§ **Problem description**:
Can you return, character for character, the lines below from the one containing "of the landscaped" through the end of the items, both ends included?

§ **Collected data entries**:
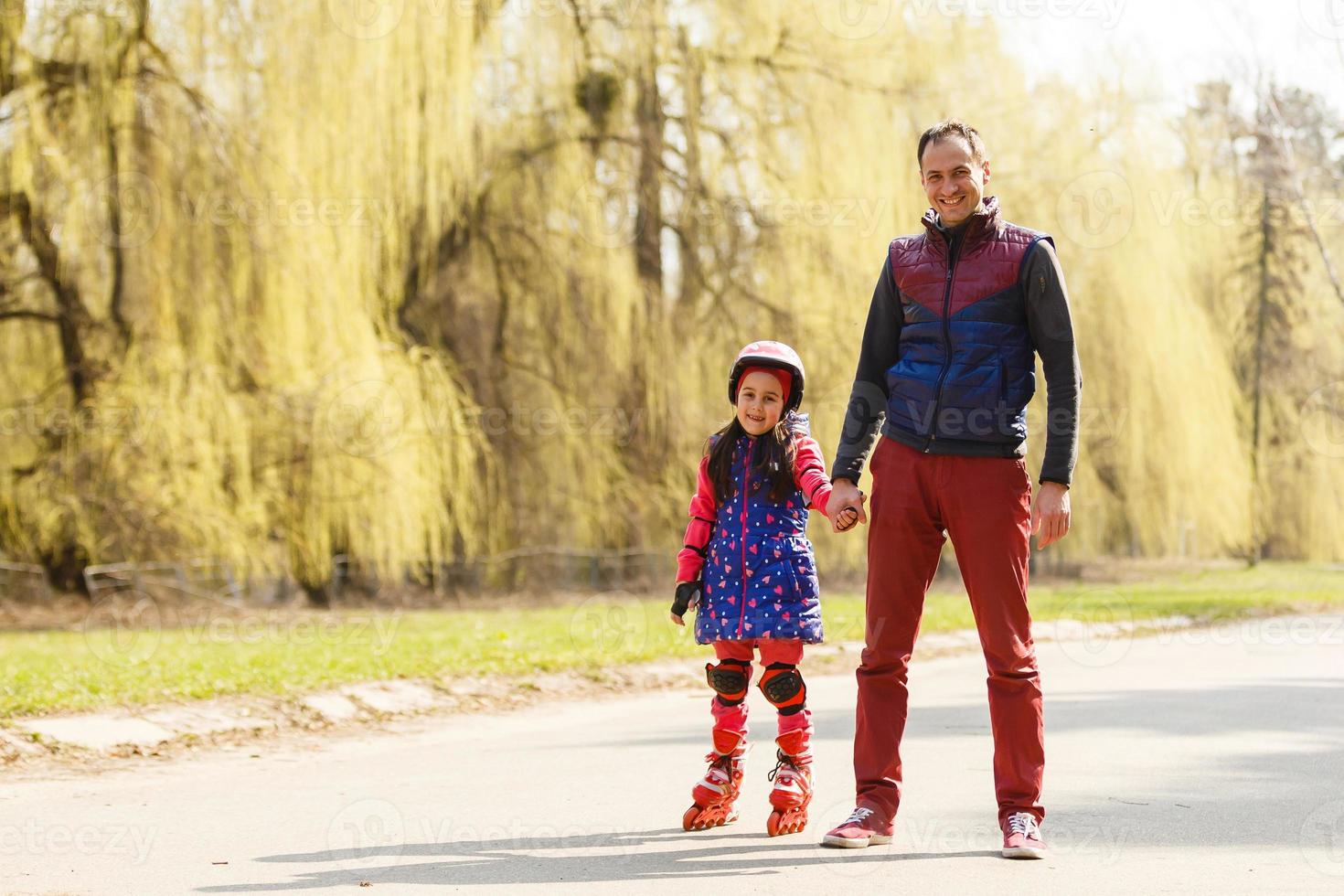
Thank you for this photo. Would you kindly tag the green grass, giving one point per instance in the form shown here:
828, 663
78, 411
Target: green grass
46, 672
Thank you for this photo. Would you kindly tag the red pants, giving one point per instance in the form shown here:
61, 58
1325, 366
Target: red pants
735, 718
984, 504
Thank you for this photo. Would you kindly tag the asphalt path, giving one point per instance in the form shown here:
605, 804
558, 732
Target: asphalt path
1206, 761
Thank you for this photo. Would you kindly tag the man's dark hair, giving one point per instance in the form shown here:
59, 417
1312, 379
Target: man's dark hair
953, 128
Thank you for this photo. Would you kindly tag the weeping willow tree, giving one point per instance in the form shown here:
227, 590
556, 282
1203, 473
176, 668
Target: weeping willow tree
417, 283
210, 212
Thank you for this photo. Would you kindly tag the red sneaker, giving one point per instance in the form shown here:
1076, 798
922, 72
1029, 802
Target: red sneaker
859, 830
1021, 837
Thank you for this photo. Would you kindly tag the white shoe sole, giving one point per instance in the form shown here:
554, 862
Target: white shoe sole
855, 842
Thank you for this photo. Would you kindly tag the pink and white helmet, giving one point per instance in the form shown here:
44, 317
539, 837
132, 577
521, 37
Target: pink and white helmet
768, 354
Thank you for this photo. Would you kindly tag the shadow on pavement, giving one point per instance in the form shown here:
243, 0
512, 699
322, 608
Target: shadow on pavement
494, 861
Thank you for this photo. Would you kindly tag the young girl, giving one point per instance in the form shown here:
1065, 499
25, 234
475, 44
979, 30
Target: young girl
749, 571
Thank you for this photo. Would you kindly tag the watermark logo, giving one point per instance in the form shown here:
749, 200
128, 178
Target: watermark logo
123, 629
1095, 209
1323, 420
366, 19
139, 209
366, 420
1323, 838
368, 836
852, 19
608, 624
1095, 629
1323, 16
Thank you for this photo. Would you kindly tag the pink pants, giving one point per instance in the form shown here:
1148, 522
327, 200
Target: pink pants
784, 650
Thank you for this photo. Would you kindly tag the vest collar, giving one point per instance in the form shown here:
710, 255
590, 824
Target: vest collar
981, 225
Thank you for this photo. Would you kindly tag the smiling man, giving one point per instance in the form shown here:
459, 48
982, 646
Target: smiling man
948, 367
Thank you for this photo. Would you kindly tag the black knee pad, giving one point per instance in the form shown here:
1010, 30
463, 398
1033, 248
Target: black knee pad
729, 680
783, 686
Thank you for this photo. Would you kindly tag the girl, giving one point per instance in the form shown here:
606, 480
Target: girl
748, 569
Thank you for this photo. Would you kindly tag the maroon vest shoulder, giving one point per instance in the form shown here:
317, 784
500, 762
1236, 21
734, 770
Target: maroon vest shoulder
989, 263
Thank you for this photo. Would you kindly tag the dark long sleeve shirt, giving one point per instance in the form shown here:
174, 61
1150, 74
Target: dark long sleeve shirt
1051, 329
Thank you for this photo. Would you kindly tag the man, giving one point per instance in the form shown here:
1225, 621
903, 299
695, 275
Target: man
948, 359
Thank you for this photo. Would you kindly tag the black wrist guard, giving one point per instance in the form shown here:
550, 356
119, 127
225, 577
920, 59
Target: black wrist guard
686, 592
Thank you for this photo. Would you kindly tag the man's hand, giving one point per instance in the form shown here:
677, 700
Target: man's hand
846, 496
1050, 515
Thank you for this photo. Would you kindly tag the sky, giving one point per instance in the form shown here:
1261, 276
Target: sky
1163, 48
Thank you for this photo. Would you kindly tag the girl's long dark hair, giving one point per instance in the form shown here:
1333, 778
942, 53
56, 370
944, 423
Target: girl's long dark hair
772, 458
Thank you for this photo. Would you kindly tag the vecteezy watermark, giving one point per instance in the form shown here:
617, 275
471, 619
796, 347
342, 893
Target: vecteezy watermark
605, 211
369, 635
1095, 209
1323, 16
1094, 629
1323, 838
226, 209
1227, 211
34, 838
123, 629
366, 19
374, 19
1272, 632
126, 208
1108, 12
1100, 845
854, 19
366, 420
369, 418
1321, 421
609, 624
368, 836
128, 423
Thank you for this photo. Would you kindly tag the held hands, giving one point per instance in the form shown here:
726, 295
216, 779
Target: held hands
846, 506
1050, 515
687, 597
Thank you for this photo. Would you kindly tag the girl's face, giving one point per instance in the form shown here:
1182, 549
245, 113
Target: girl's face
760, 402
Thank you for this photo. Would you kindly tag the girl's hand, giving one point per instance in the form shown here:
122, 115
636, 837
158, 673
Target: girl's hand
687, 597
847, 517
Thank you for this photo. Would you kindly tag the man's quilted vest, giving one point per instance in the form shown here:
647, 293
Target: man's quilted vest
966, 361
760, 578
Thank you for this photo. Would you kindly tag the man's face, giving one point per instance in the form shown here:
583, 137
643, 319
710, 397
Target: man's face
952, 179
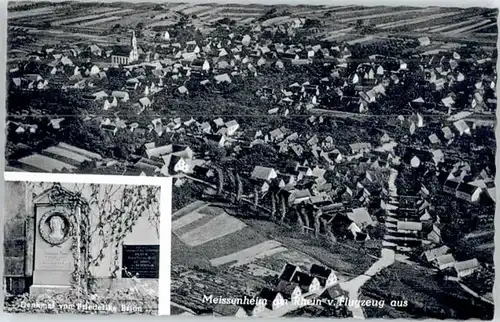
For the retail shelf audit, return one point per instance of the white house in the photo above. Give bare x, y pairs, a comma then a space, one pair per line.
263, 173
232, 127
327, 276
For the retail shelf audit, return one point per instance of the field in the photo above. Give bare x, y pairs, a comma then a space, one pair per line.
72, 22
427, 295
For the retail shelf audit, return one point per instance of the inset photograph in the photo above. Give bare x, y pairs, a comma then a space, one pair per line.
81, 248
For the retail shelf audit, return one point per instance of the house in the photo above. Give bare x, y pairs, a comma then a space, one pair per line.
232, 127
175, 163
123, 96
444, 261
307, 283
276, 135
124, 55
268, 299
263, 173
432, 254
288, 271
468, 192
409, 227
335, 293
229, 310
361, 217
424, 41
145, 102
205, 127
223, 78
451, 185
447, 133
466, 268
290, 291
360, 147
299, 196
462, 127
219, 139
109, 128
326, 276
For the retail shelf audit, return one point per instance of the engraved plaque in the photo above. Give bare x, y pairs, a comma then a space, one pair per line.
142, 261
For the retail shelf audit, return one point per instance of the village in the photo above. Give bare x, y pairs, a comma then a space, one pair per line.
383, 145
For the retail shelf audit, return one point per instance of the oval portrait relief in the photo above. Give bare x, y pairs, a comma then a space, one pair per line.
54, 227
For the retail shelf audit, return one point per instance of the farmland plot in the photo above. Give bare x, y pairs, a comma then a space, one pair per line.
415, 21
196, 10
492, 27
247, 255
380, 15
216, 228
98, 21
130, 20
276, 21
196, 205
361, 12
468, 28
446, 26
90, 17
30, 13
186, 220
328, 9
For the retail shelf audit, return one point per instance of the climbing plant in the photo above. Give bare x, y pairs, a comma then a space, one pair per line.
104, 215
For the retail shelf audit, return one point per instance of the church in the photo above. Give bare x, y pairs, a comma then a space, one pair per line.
123, 55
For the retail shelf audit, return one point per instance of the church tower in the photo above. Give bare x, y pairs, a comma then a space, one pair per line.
134, 55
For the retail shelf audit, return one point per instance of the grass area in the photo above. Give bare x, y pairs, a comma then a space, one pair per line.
337, 256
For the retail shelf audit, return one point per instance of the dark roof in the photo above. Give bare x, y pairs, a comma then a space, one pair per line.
333, 292
303, 279
286, 288
452, 184
122, 50
226, 309
288, 272
466, 188
269, 295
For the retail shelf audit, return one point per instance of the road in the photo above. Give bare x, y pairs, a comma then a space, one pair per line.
353, 286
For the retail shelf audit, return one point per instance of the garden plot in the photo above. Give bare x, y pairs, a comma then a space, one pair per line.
276, 21
468, 28
446, 26
415, 21
380, 15
247, 255
216, 228
186, 220
98, 21
196, 9
234, 16
328, 9
131, 19
90, 17
196, 205
257, 270
337, 33
30, 13
247, 20
482, 28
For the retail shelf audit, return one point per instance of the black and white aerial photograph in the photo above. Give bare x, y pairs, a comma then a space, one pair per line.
327, 161
81, 248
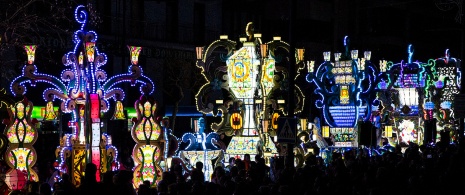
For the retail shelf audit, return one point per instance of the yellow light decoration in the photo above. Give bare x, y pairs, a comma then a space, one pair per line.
79, 159
344, 95
268, 76
147, 158
134, 52
243, 145
236, 120
264, 50
90, 51
21, 131
303, 124
30, 50
21, 158
274, 121
388, 131
119, 111
242, 72
300, 54
265, 125
81, 58
325, 131
49, 114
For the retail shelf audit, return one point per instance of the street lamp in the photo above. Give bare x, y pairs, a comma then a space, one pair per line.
199, 52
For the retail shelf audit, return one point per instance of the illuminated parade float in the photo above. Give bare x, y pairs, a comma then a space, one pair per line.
447, 86
203, 148
345, 87
154, 142
85, 91
409, 84
244, 85
21, 134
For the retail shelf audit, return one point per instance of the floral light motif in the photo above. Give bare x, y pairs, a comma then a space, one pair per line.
134, 54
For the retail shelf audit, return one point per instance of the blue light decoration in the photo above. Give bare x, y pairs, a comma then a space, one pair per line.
446, 86
84, 90
202, 148
410, 84
345, 88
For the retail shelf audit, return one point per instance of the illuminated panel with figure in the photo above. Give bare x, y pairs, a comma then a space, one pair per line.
84, 90
202, 148
408, 83
244, 84
345, 87
21, 134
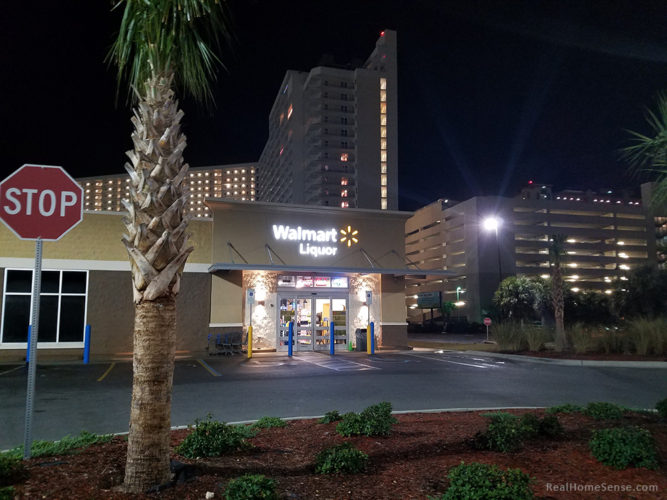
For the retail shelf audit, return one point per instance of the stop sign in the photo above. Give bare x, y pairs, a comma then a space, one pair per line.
39, 201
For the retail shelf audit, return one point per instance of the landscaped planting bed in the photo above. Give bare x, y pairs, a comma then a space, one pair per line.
413, 461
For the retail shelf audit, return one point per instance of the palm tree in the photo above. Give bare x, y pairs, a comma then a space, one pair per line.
650, 153
556, 251
161, 43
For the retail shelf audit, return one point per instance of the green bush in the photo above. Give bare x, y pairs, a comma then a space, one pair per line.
661, 406
648, 336
7, 493
565, 408
268, 422
251, 487
623, 447
581, 338
12, 470
480, 481
509, 336
603, 411
330, 416
504, 433
376, 420
63, 446
343, 458
210, 438
536, 337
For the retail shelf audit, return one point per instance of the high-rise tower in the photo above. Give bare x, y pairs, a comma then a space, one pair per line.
333, 135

§ **Result of this task**:
For the retail shelf audit, return one point per instance of the landscaped planting bed in the photo above. Give bare x, y pairs, a comma then a space, one pair per line.
413, 461
For the retail shelf audit, return one point per instance of the palm tree in the photo above. Give bare x, y pairs, a comma then a space, one pair per line.
650, 153
556, 251
161, 43
For the retail shelf audit, return one point per instance of the green bush in the photo above. Give bare x, y pairs, a comma then a space, one pair per line.
661, 406
648, 336
7, 493
565, 408
268, 422
251, 487
623, 447
581, 338
12, 470
480, 481
509, 336
603, 411
330, 416
504, 433
376, 420
63, 446
343, 458
210, 438
536, 337
For the retail shelf audit, return one point per instance of the high-rise tower in the photo above. Give bare x, y pairs, a comma then a space, one pair per line.
333, 135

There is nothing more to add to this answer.